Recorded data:
□ □ □ □ □

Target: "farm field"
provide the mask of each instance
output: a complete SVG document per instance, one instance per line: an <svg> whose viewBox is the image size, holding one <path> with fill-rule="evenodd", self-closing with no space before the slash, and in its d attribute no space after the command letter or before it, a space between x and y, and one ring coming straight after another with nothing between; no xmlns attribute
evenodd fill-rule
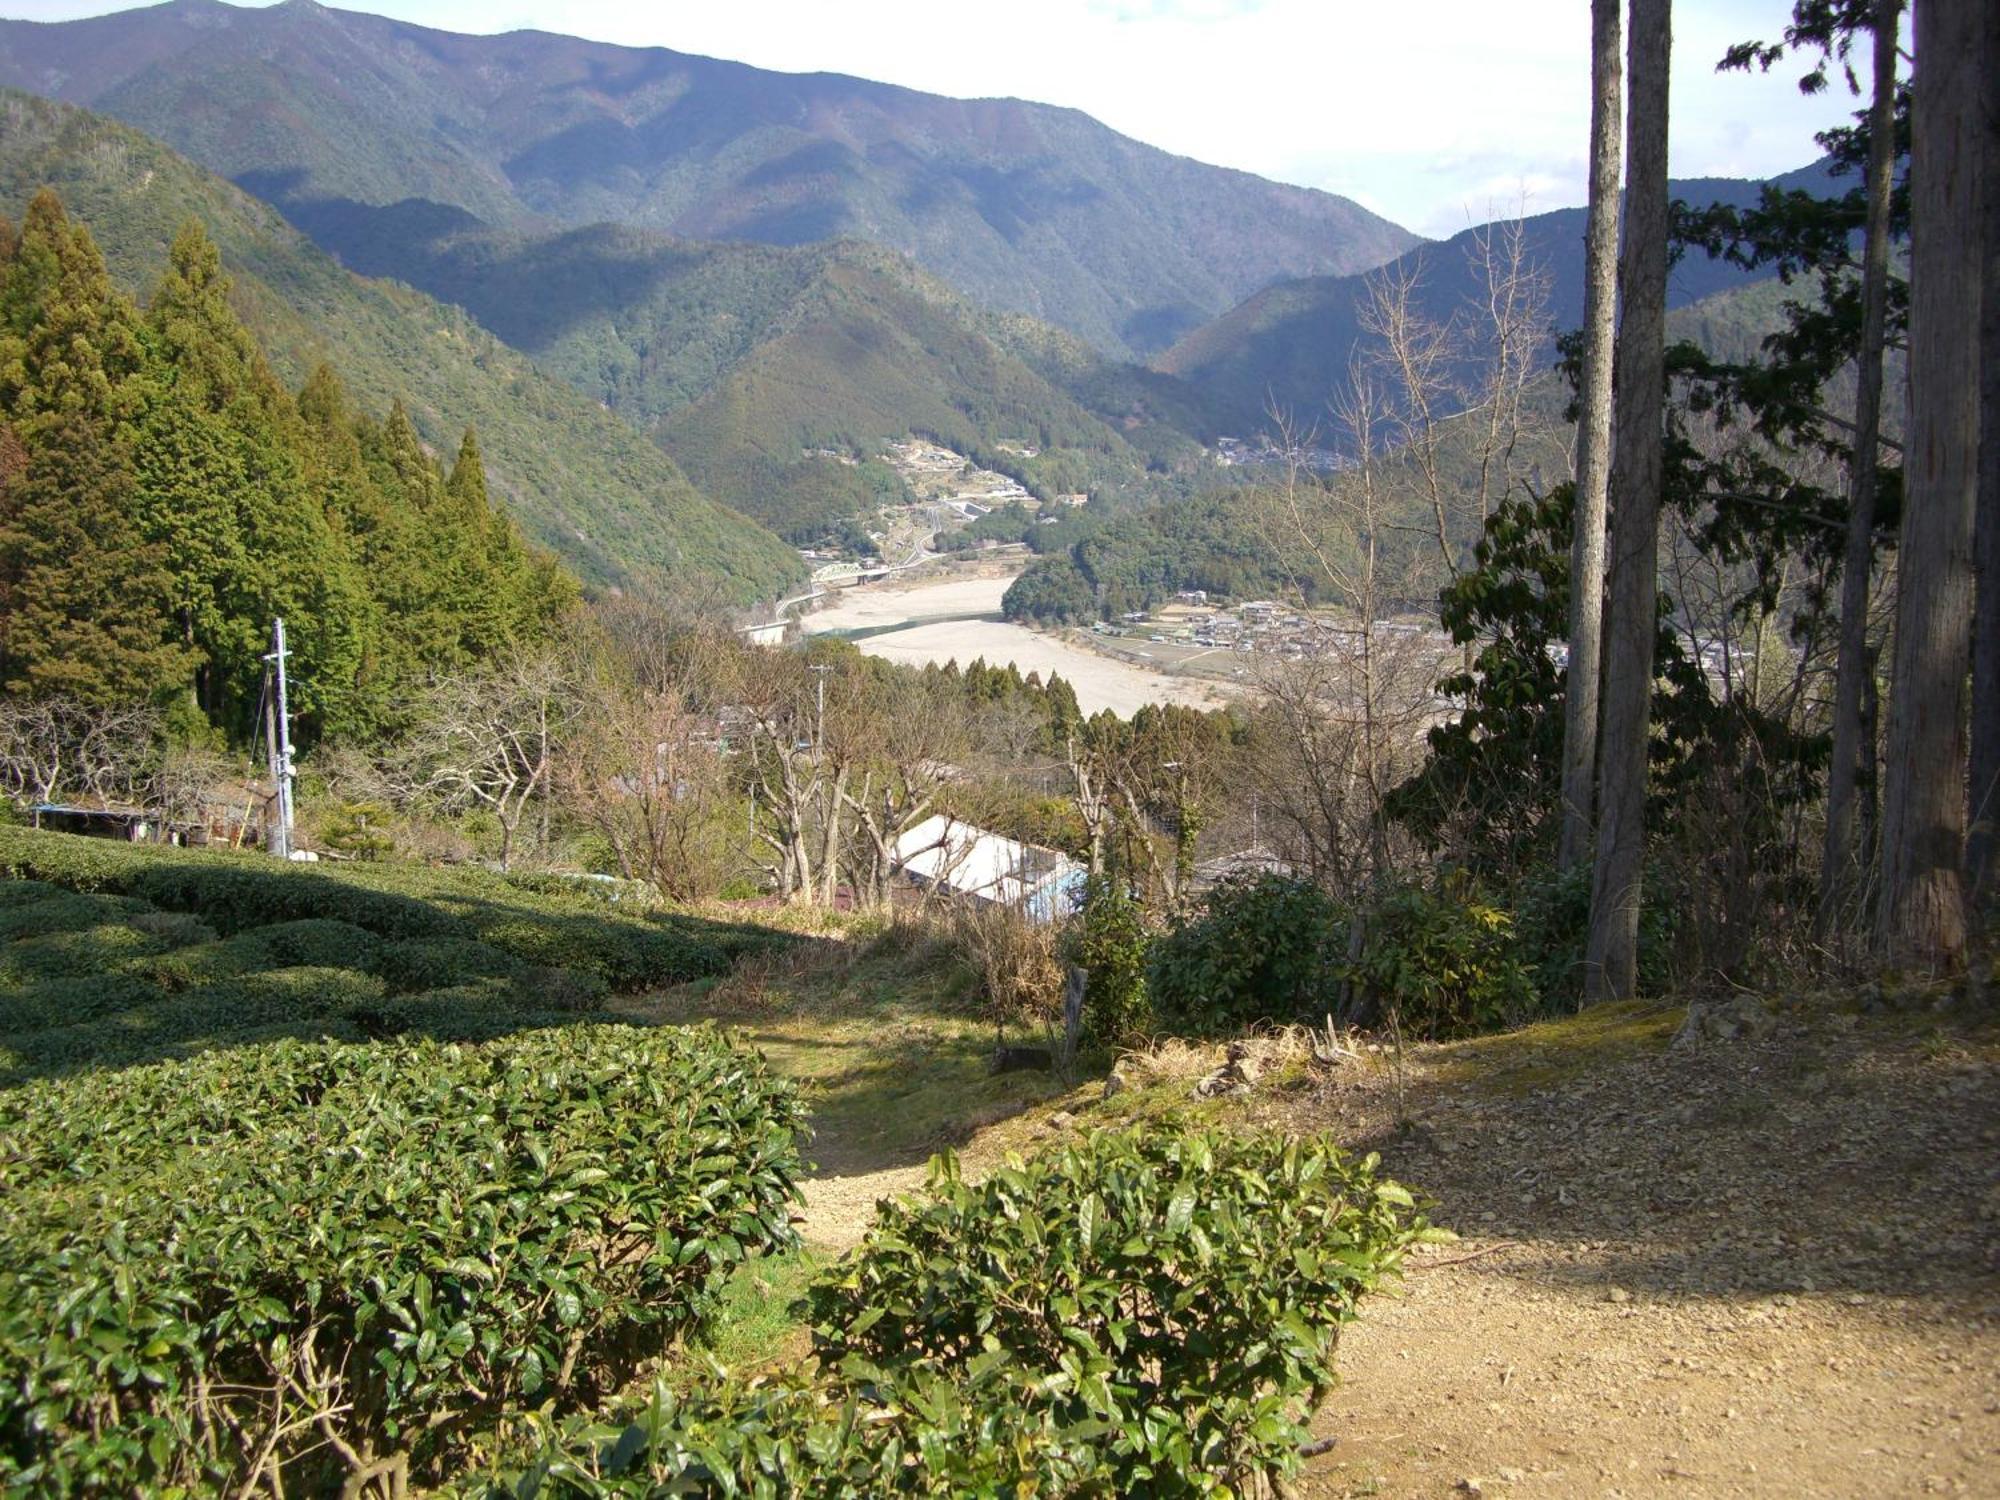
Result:
<svg viewBox="0 0 2000 1500"><path fill-rule="evenodd" d="M1055 1140L1069 1086L989 1071L928 918L22 830L0 875L10 1491L722 1494L810 1453L809 1492L856 1500L1194 1494L1294 1465L1356 1298L1425 1232L1327 1139ZM1023 1233L1048 1253L994 1248ZM1100 1233L1116 1268L1076 1282ZM1124 1311L1143 1285L1276 1363L1172 1355ZM964 1320L1066 1286L1058 1342L1010 1313L967 1362ZM930 1331L883 1323L906 1303ZM1076 1336L1135 1352L1071 1366Z"/></svg>
<svg viewBox="0 0 2000 1500"><path fill-rule="evenodd" d="M885 1200L930 1201L935 1153L979 1184L1136 1126L1136 1139L1324 1136L1379 1152L1457 1237L1411 1246L1400 1288L1345 1331L1341 1384L1311 1428L1336 1441L1292 1493L1751 1496L1784 1473L1815 1495L1976 1494L2000 1454L2000 1038L1948 1012L1760 1008L1746 1035L1711 1042L1678 1007L1602 1007L1400 1059L1352 1037L1328 1053L1297 1032L1235 1062L1219 1043L1166 1042L1121 1057L1114 1089L1102 1060L1068 1079L994 1074L976 966L923 919L756 926L547 880L330 872L19 831L0 831L0 872L0 1184L15 1206L0 1232L0 1363L10 1381L28 1372L27 1389L64 1368L64 1341L41 1321L58 1285L101 1286L116 1326L162 1330L146 1347L171 1388L175 1338L197 1337L165 1336L186 1316L183 1290L226 1305L231 1289L259 1288L270 1347L325 1274L317 1252L184 1260L145 1248L149 1234L226 1222L250 1236L226 1243L282 1245L275 1226L305 1213L338 1244L353 1204L476 1191L483 1153L513 1139L513 1227L420 1218L414 1239L345 1252L363 1255L350 1267L387 1257L374 1274L391 1282L425 1257L464 1268L428 1274L430 1306L451 1312L435 1314L444 1352L417 1364L400 1361L433 1314L381 1304L411 1331L387 1330L397 1374L372 1399L444 1400L456 1415L437 1443L395 1456L484 1496L474 1434L504 1419L476 1393L507 1370L547 1380L564 1356L482 1344L477 1328L574 1286L577 1347L598 1353L572 1399L630 1401L649 1366L624 1362L616 1330L643 1296L663 1321L640 1347L687 1347L803 1391L823 1326L810 1309L829 1295L815 1288L866 1263ZM299 915L312 910L339 915ZM1219 1095L1196 1087L1218 1078ZM723 1102L746 1098L762 1102ZM329 1131L352 1141L351 1159L318 1154ZM538 1155L543 1131L572 1155ZM701 1158L711 1174L730 1164L707 1191L740 1195L743 1210L692 1269L621 1280L577 1258L566 1221L550 1237L536 1204L562 1160L604 1164L578 1179L592 1214L648 1194L664 1205L692 1158L662 1142L718 1131L741 1144ZM106 1212L166 1300L95 1279L125 1263L81 1250L111 1232L95 1217ZM52 1259L61 1245L78 1248ZM563 1265L556 1291L517 1284L530 1246L558 1254L536 1273ZM843 1259L857 1249L863 1261ZM321 1337L367 1305L321 1296ZM95 1337L112 1315L94 1315ZM237 1347L219 1327L198 1338ZM309 1405L300 1389L281 1402ZM676 1420L738 1420L728 1409L676 1408ZM234 1418L255 1426L254 1413ZM175 1422L171 1402L156 1406L151 1441L191 1444ZM102 1453L70 1458L130 1472ZM286 1467L304 1493L315 1472L340 1471L315 1471L309 1454ZM850 1492L876 1491L837 1491Z"/></svg>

□ □ □ □ □

- What to work on: From the first line to the last, copy the records above exactly and drop any pictures.

- Response box:
Target: "farm field"
provide the mask of each instance
output: a complete SVG document per instance, one instance per line: an <svg> whose viewBox is the image size, holding one <path> with fill-rule="evenodd", self-closing with no space before the slash, and in its d attribute no space after the command letter or before it, a space between x and y, and one ring coming straight after another with nothing between; no xmlns attribute
evenodd fill-rule
Result:
<svg viewBox="0 0 2000 1500"><path fill-rule="evenodd" d="M1055 1140L1069 1086L989 1071L928 918L22 830L0 875L10 1491L722 1494L810 1453L809 1492L856 1500L1194 1494L1294 1465L1356 1298L1425 1232L1327 1139ZM1023 1233L1048 1253L994 1248ZM1100 1233L1116 1268L1076 1282ZM1124 1311L1143 1285L1276 1363L1172 1355ZM964 1320L1066 1286L1058 1342L1010 1313L967 1362ZM930 1331L883 1323L906 1303ZM1076 1336L1135 1352L1071 1366Z"/></svg>
<svg viewBox="0 0 2000 1500"><path fill-rule="evenodd" d="M885 1200L930 1201L935 1153L979 1184L1136 1126L1136 1139L1324 1136L1379 1152L1457 1237L1411 1246L1400 1288L1345 1331L1341 1384L1311 1428L1336 1441L1292 1493L1751 1496L1784 1473L1815 1495L1976 1494L2000 1454L2000 1038L1948 1012L1760 1008L1746 1035L1711 1042L1678 1007L1602 1007L1400 1059L1352 1037L1328 1053L1297 1032L1235 1062L1219 1043L1166 1042L1121 1057L1114 1089L1102 1060L1068 1079L994 1074L976 966L923 919L756 926L547 880L330 872L19 831L0 831L0 872L0 1184L15 1206L0 1232L0 1363L10 1381L28 1372L27 1389L64 1368L64 1341L41 1321L58 1285L101 1286L116 1326L162 1330L146 1347L171 1388L175 1338L197 1337L165 1336L186 1316L183 1290L226 1305L231 1289L259 1288L270 1347L325 1274L317 1252L184 1260L145 1248L149 1234L226 1222L250 1236L226 1243L282 1245L275 1226L305 1213L338 1244L353 1204L476 1191L483 1153L513 1139L513 1227L420 1218L414 1239L345 1252L363 1255L350 1267L387 1257L374 1274L391 1282L425 1257L464 1268L428 1274L430 1306L451 1312L435 1314L444 1352L417 1364L400 1361L433 1314L381 1304L411 1331L387 1330L397 1374L372 1399L444 1400L456 1415L437 1443L395 1456L484 1496L474 1434L504 1419L476 1393L507 1370L547 1380L564 1356L482 1344L477 1328L574 1286L577 1347L598 1353L572 1399L630 1401L649 1366L624 1362L616 1330L643 1296L663 1321L640 1347L687 1347L803 1391L823 1326L810 1309L829 1295L815 1288L866 1263ZM299 915L312 910L339 915ZM1219 1095L1196 1087L1218 1078ZM723 1102L746 1098L762 1102ZM329 1131L352 1141L351 1159L318 1154ZM538 1155L543 1131L572 1155ZM701 1158L711 1174L730 1164L707 1191L740 1195L743 1210L692 1269L621 1280L577 1258L566 1221L550 1237L536 1204L562 1160L604 1164L578 1179L592 1214L648 1194L664 1205L692 1158L662 1142L718 1131L741 1144ZM106 1212L166 1300L95 1279L125 1263L81 1250L111 1232L95 1217ZM52 1259L61 1245L78 1248ZM563 1265L556 1291L517 1284L530 1246L558 1254L536 1273ZM843 1259L857 1249L863 1261ZM321 1337L367 1305L321 1296ZM95 1337L112 1315L94 1315ZM237 1347L219 1327L198 1338ZM309 1405L300 1389L281 1402ZM676 1420L738 1420L728 1409L676 1408ZM234 1418L255 1426L254 1413ZM175 1422L171 1402L156 1406L151 1441L191 1444ZM102 1453L70 1458L130 1472ZM286 1467L304 1493L315 1472L340 1471L315 1471L309 1454ZM850 1492L876 1491L837 1491Z"/></svg>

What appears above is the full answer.